Nothing but the lines from the one containing "point: flying bird" through the last line should be written out, please, exactly as they stand.

##### Data section #####

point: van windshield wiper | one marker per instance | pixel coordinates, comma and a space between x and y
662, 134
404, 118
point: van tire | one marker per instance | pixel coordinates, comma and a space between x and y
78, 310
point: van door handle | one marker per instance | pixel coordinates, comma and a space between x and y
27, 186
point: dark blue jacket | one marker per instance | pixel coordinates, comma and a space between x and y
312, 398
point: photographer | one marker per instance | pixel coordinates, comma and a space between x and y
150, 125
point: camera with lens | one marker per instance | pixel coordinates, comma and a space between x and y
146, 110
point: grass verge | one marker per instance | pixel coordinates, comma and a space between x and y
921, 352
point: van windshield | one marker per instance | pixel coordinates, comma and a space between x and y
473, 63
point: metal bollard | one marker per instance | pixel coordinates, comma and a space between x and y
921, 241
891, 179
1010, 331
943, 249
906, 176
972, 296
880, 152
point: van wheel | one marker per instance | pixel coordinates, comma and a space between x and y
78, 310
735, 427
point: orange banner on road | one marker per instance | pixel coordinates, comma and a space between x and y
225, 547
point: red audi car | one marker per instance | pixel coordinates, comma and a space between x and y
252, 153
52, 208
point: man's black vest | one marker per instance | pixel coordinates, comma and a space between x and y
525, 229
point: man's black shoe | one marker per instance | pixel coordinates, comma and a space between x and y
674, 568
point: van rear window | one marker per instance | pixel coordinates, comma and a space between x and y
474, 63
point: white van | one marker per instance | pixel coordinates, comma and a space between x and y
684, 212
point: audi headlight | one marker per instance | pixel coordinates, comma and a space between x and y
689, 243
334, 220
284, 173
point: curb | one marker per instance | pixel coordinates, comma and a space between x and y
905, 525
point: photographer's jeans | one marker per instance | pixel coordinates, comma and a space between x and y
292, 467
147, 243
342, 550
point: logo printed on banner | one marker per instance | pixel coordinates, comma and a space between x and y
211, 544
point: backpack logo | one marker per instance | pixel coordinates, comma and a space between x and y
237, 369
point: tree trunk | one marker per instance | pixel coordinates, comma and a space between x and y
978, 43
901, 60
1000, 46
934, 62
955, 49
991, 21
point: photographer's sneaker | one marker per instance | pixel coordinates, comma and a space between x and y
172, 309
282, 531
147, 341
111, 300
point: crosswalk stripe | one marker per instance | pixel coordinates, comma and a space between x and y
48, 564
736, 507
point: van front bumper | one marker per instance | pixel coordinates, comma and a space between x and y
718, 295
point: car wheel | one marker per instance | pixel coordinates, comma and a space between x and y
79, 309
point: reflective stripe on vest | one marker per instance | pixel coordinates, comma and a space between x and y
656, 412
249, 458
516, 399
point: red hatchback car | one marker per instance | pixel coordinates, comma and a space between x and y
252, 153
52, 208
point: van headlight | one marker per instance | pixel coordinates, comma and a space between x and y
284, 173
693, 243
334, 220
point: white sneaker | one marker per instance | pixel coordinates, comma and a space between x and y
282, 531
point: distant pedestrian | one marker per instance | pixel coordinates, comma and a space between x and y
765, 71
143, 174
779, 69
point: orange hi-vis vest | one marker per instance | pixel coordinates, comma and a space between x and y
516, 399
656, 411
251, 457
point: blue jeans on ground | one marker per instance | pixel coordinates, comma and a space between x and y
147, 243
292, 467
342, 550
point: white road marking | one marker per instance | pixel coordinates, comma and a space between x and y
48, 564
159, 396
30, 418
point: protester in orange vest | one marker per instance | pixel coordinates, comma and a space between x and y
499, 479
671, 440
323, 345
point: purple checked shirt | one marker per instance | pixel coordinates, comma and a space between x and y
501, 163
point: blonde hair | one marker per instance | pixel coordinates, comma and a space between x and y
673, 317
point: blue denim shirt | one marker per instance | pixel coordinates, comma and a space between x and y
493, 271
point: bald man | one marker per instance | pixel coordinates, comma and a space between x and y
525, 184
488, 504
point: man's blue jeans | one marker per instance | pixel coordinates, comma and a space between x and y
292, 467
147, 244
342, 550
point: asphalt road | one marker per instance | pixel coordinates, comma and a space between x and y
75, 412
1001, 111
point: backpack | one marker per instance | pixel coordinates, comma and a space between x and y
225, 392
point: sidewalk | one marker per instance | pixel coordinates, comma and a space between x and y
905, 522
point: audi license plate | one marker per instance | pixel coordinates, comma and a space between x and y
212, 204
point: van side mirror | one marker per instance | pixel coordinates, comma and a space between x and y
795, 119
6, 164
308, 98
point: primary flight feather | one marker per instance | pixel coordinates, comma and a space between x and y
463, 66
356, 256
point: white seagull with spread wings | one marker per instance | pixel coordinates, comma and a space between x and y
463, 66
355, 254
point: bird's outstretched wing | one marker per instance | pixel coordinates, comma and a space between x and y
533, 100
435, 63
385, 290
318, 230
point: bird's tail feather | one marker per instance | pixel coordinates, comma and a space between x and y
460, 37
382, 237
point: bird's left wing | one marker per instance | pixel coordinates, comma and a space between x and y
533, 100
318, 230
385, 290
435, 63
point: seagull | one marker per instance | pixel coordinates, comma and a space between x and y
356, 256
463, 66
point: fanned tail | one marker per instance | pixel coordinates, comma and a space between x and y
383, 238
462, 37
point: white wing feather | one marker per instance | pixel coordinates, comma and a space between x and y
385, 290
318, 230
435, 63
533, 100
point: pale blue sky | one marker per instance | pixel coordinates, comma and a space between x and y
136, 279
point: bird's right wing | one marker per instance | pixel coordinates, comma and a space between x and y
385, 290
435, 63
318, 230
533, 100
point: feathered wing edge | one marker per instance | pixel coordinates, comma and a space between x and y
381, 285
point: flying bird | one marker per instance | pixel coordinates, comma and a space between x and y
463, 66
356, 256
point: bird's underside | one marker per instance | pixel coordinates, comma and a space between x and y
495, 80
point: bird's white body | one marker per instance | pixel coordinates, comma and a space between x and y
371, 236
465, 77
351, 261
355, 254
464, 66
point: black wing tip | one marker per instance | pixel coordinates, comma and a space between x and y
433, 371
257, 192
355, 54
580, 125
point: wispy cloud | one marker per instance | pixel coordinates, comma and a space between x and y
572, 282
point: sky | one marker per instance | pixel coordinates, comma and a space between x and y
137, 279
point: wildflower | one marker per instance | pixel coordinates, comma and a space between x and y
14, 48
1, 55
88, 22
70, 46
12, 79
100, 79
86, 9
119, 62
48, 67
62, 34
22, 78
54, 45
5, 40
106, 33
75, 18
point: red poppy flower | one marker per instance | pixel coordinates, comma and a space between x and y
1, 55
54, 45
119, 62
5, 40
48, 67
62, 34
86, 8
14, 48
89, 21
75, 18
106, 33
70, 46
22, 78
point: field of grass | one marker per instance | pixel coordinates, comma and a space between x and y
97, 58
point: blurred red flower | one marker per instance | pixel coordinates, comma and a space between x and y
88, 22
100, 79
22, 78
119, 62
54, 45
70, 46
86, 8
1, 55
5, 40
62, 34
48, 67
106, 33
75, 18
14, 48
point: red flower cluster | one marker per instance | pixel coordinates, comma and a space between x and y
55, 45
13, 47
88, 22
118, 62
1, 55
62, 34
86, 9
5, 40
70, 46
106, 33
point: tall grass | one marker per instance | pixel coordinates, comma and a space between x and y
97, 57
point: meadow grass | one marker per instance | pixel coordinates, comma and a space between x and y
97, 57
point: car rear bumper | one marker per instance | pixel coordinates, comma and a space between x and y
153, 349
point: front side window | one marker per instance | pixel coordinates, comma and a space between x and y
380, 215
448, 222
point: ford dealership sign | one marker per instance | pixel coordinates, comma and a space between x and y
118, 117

#####

● Solution for this exercise:
point: flying bird | one marker per instance | pixel coordinates, comma and a space between x and y
463, 66
356, 256
point: bird's underside | one marker per instance | pixel coordinates, comma and a space between x and y
495, 80
point: bird's white body | one marker per instance | pixel coordinates, comma and a space between x and y
371, 236
465, 77
351, 261
355, 254
464, 66
point: black wing tip | one marker per instance | pixel coordinates, comma and a space between x and y
433, 371
257, 192
355, 54
580, 125
point: wispy cloud | one marker per instance | pixel coordinates, comma and a space between x and y
572, 282
point: sky | one marker per instance | pixel coordinates, comma and a space between x and y
137, 279
point: wildflower | one marker per instance | pixel coordinates, comma and a space between x and y
14, 48
1, 55
88, 22
70, 46
12, 79
100, 79
86, 9
119, 62
48, 67
62, 34
22, 78
54, 45
5, 40
106, 33
75, 18
point: red poppy flower | one marker per instance | pixel coordinates, comma and a space between x and y
1, 55
54, 45
119, 62
5, 40
48, 67
62, 34
86, 8
14, 48
89, 21
75, 18
106, 33
70, 46
22, 78
point: field of grass | one marker per instance | pixel coordinates, comma and a space between x and y
97, 58
point: blurred red flower | one marker per instance | pixel coordinates, comma and a space between x and y
88, 22
100, 79
22, 78
119, 62
54, 45
70, 46
86, 8
1, 55
5, 40
62, 34
48, 67
106, 33
75, 18
14, 48
point: red flower cluster | one marker per instance | pixel coordinates, comma and a space between x and y
55, 45
13, 47
88, 22
118, 62
1, 55
62, 34
86, 9
5, 40
70, 46
106, 33
point: tall grass | one marker per instance | pixel coordinates, comma and a space between x and y
97, 57
point: meadow grass | one marker per instance | pixel coordinates, comma and a space between x and y
97, 57
point: car rear bumper | one marker per instance | pixel coordinates, comma and a space between x and y
153, 349
point: front side window | one marker per instance | pixel coordinates, comma and a space between x and y
380, 215
448, 222
point: ford dealership sign | one marker per instance | pixel coordinates, comma and a space between x and y
118, 117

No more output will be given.